Extraia da crítica ao filme, sem qualquer alteração, o trecho que começa em "Date published: 12" e vai até "importantes de 2022.".

**Trecho do documento:**

──────────

Date published: 12 de November de 2022

Director(s): James Gray

Actor(s): Banks Repeta, Jaylin Webb, Anne Hathaway, Jeremy Strong, Anthony Hopkins, Tovah Feldshuh, Andrew Polk, John Diehl, Jessica Chastain

Genre: Drama, 2022, 114 min

  • Cláudio Alves - 85
85

CONCLUSÃO:

Desconfortável e ocasionalmente frustrante, o trabalho mais recente de James Gray é também o seu filme mais pessoal. Dor e culpa infetam a tela, manchando a alma com tons de cinza e ferrugem, castanhos mortiços e sombras baças. Nas suas ambivalências e complexidades, pode tratar-se de um dos trabalhos de cinema mais importantes de 2022.

O MELHOR: As dinâmicas familiares, desde a benevolência do avô à natureza mercurial assustadora dos pais. Uma cena marcada pela fúria doméstica é genuinamente aterradora, por exemplo.

O PIOR: O jovem Jaylin Webb impressiona como Johnny, mas sua prestação seria mais forte se a expressão facial não se perdesse em cenários que se perdem em paletas de castanhos justapostos, esquemas de iluminação demasiado escuros e desprovidos de contraste para uma tez tão escura. Enfim, louvamos o modo como Gray quer confrontar o racismo na sua própria biografia, mas convinha aprender como filmar atores pretos tão bem como filma o seu elenco mais pálido.

──────────

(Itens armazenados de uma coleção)
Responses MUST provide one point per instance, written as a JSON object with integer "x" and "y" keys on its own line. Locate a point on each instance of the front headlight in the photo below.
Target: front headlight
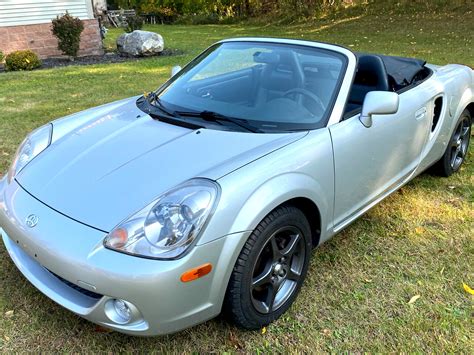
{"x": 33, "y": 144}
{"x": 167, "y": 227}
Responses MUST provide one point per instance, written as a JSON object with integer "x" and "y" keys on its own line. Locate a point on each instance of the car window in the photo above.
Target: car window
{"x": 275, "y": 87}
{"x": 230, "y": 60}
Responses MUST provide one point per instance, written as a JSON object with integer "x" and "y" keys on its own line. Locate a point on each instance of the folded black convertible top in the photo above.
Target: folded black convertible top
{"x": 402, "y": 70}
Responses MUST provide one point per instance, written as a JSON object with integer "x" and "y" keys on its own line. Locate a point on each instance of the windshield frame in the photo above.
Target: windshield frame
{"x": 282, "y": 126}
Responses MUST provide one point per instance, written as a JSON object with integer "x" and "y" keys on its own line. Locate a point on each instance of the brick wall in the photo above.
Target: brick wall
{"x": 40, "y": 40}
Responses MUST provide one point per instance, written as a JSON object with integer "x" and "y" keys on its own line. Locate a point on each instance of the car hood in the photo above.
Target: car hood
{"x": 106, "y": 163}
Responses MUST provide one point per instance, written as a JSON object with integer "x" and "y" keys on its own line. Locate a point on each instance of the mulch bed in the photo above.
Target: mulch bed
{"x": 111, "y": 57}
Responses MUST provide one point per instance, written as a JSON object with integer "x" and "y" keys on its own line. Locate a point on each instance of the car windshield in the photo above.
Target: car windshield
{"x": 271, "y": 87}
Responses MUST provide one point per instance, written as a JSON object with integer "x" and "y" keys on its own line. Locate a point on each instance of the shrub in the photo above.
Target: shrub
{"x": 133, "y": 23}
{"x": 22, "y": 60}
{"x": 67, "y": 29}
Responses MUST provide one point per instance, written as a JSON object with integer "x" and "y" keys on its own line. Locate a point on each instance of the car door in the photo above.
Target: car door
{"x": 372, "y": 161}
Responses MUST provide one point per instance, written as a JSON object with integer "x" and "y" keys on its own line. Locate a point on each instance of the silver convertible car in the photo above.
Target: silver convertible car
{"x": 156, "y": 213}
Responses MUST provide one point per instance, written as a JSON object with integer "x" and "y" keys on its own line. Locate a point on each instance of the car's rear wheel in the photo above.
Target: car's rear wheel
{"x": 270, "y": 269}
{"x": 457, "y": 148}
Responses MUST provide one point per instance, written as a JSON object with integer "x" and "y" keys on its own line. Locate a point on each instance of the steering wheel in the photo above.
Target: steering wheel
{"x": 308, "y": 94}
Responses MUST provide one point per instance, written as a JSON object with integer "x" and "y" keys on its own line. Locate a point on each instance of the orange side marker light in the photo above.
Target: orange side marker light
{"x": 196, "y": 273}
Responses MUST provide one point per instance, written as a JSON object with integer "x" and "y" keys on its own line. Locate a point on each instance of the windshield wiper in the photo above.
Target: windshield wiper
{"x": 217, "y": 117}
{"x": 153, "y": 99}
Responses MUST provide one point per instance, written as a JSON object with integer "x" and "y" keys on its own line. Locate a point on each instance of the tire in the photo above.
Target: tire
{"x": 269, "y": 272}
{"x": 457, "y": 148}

──────────

**Solução:**
Date published: 12 de November de 2022

Director(s): James Gray

Actor(s): Banks Repeta, Jaylin Webb, Anne Hathaway, Jeremy Strong, Anthony Hopkins, Tovah Feldshuh, Andrew Polk, John Diehl, Jessica Chastain

Genre: Drama, 2022, 114 min

  • Cláudio Alves - 85
85

CONCLUSÃO:

Desconfortável e ocasionalmente frustrante, o trabalho mais recente de James Gray é também o seu filme mais pessoal. Dor e culpa infetam a tela, manchando a alma com tons de cinza e ferrugem, castanhos mortiços e sombras baças. Nas suas ambivalências e complexidades, pode tratar-se de um dos trabalhos de cinema mais importantes de 2022.